QUOTED TEXT —
Warsan Shire Has Beef With Iambic Pentameter

The Kenyan-born British poet talks to Hazlitt about finding inspiration in life’s oddities (from finding women living in your walls to Dogtooth), telling her family’s stories, and why she hates being called “brave.”

Even before Warsan Shire’s distinctive Londonese takes hold, transforming her “-ing”s into “-ink”s, I feel like we could totally be friends. The 25-year-old British poet is wearing a sheer green top and knee-length black skirt, oversized triangle bamboo earrings, and a pair of black and neon orange Air Max 90s with waist-length rope twisted hair spilling over a camouflage jacket. It’s almost like an outfit I wore last week. She pulled it together while listening to Drake that morning, “It was ‘No New Friends’ or somefink emotional. He’s, like, the Dawson’s Creek of rap.” Best. Friends.

Shire is an emerging poetic force from Harlesden in Northwest London, and the winner of this year’s inaugural Brunel University African Poetry Prize. Her work, which includes 2011’s short volume Teaching My Mother How To Give Birth, as well as a seven-track album of poems, has brought the young writer a sizable global following comprised primarily, and most visibly, of young women of colour. There is something about what she does, and who she is, that has resonance with diasporic women, and amongst her more Tumblr-able poems are those about love, loneliness, faith and identity. But the Kenyan-born poet also writes about family, displacement, and her parents’ Somalia—a place to which she belongs, but has never visited. She is a benevolent, guileless narrator, locking her fingers softly and reassuringly around yours, while excavating the filth of personal and political traumas—eating disorders, sexual abuse, deportation, break-ups—and the joys of being difficultly named, indefinably woman, and brown.

Before a week of sold-out workshops and speaking engagements in August, Shire stopped by to chat about being a poet in 2013, writing, and the stories that inspire her work.

Someone recently told me they had a small outburst during your reading last year in Toronto. Your work clearly elicits certain emotions—what’s it like to be on the receiving end of that?

I’m really grateful to have the audience I have, because it seems like they have good taste in life in general! Maybe I’ll go look at their Twitter [accounts]—and I think I have amazing taste—and it’ll be like, “Ohmygod, the people who read my work are a bit like me.” They get the references, they’re from the same generation, they’re usually women of colour. Slowly you also start to see really random parts of the world, and people you thought wouldn’t have the same experiences as you. What you realize is, all human beings connect to this underlying theme of loss, or love, or loneliness.

INFORMATION GIVEN —
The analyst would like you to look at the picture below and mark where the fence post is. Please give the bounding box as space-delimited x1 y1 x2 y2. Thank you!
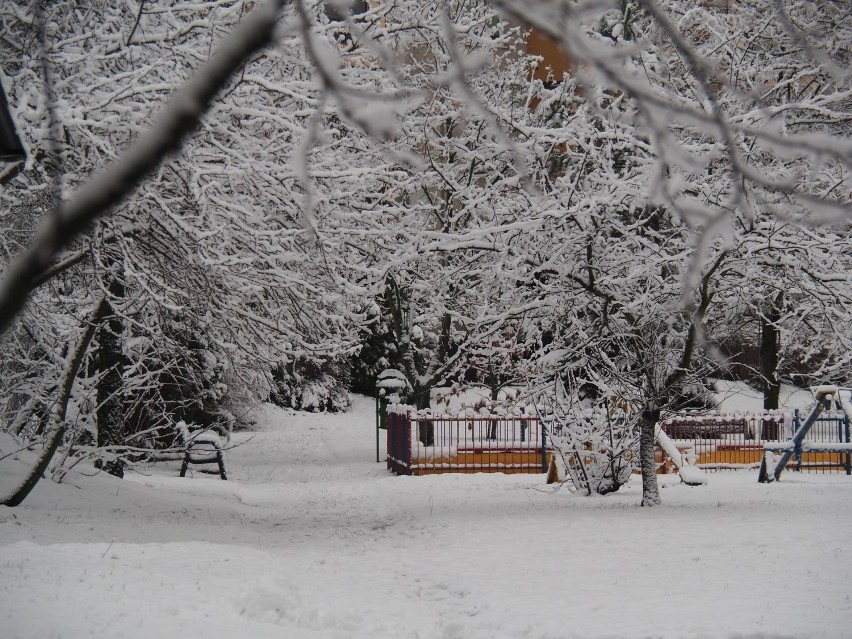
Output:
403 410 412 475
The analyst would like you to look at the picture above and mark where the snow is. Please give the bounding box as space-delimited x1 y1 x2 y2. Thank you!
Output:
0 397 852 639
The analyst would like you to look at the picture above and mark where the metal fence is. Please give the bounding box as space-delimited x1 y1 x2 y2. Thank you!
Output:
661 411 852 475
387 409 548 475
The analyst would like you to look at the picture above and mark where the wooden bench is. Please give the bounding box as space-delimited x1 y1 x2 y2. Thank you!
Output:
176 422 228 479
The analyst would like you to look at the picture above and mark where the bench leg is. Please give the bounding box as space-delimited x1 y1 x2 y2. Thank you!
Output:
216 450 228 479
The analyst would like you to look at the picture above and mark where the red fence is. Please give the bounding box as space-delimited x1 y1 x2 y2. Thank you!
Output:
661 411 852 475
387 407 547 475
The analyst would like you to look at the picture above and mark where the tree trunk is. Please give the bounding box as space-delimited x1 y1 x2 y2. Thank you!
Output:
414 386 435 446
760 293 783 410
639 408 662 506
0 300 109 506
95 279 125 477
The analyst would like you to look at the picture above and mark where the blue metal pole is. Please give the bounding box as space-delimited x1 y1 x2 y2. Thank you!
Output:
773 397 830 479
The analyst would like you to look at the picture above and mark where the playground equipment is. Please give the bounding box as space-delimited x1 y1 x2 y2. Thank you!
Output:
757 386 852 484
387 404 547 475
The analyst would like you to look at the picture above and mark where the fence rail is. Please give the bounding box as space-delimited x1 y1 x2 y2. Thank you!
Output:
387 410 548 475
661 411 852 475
* * *
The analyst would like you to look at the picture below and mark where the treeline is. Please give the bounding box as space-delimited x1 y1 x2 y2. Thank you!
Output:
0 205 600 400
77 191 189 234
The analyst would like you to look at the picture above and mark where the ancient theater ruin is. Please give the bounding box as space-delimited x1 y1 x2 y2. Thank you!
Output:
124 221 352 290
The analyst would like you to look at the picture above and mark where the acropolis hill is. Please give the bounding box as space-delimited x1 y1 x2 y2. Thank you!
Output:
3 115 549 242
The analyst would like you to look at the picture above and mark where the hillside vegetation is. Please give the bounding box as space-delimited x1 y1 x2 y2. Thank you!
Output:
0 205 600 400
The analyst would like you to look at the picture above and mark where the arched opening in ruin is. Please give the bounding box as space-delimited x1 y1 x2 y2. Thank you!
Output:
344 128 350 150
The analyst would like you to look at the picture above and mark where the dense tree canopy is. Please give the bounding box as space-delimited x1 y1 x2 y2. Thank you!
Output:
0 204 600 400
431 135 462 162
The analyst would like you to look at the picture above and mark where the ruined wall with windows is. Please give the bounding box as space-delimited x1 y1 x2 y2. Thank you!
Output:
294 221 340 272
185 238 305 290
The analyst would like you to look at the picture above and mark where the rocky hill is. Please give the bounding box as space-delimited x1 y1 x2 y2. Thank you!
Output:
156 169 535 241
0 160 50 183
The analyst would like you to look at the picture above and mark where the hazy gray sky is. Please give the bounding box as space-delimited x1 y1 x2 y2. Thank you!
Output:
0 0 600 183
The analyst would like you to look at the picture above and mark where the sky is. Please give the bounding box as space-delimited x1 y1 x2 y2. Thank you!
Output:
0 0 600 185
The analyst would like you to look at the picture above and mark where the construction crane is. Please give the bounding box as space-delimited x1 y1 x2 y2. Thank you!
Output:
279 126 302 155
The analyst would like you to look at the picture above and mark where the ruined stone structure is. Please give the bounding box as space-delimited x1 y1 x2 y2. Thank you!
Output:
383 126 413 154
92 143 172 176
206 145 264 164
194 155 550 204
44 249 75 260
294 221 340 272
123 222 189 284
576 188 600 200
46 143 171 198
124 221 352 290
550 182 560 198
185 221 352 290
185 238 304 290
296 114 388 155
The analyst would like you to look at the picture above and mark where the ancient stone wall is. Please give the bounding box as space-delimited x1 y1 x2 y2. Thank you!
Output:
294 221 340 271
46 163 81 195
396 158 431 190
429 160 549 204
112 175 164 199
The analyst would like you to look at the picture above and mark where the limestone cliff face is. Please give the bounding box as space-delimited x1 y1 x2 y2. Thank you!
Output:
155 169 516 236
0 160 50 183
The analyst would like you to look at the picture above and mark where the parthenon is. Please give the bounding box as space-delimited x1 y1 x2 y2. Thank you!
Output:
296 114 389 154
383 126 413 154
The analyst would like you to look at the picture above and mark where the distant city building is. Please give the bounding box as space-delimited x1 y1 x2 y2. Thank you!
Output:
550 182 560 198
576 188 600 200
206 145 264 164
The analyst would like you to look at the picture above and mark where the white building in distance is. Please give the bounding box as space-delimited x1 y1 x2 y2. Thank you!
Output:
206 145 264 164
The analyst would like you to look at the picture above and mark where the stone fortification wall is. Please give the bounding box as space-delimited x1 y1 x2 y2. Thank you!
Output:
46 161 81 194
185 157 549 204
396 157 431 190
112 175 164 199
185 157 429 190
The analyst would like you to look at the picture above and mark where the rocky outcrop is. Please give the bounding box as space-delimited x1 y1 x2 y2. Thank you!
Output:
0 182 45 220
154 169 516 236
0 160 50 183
==
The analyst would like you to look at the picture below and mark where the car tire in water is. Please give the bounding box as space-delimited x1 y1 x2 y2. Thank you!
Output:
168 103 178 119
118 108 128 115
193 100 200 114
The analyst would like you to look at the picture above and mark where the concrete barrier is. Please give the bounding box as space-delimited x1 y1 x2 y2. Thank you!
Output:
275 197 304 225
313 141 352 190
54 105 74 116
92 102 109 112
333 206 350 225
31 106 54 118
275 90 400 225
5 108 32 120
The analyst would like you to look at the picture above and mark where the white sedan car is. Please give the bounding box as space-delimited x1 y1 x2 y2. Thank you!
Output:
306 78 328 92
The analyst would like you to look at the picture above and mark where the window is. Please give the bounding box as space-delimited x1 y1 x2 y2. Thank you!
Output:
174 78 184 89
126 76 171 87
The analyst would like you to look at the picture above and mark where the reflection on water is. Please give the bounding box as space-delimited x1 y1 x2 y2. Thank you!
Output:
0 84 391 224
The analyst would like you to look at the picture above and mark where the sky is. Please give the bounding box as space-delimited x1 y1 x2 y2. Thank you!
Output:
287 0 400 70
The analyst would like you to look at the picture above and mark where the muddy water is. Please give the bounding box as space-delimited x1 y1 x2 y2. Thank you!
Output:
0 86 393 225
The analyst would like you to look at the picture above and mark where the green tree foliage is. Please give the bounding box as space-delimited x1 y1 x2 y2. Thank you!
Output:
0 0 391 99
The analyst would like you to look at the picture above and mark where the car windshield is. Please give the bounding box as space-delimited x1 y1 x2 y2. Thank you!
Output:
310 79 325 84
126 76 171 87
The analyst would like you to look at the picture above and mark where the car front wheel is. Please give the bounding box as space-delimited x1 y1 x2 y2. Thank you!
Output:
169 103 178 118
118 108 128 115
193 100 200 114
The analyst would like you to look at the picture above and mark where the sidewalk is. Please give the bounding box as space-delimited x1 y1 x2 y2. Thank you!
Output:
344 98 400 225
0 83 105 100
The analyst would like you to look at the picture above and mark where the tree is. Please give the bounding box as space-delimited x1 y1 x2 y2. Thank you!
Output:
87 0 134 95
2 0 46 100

INSTRUCTION 1 —
Reproduce the part of the Warsan Shire interview starting at "Before a week" and ending at "end of that?".
INSTRUCTION 2 —
According to the Warsan Shire interview, which prize did Shire win that year?

CORRECT OUTPUT 1 —
Before a week of sold-out workshops and speaking engagements in August, Shire stopped by to chat about being a poet in 2013, writing, and the stories that inspire her work.

Someone recently told me they had a small outburst during your reading last year in Toronto. Your work clearly elicits certain emotions—what’s it like to be on the receiving end of that?

CORRECT OUTPUT 2 —
The inaugural Brunel University African Poetry Prize.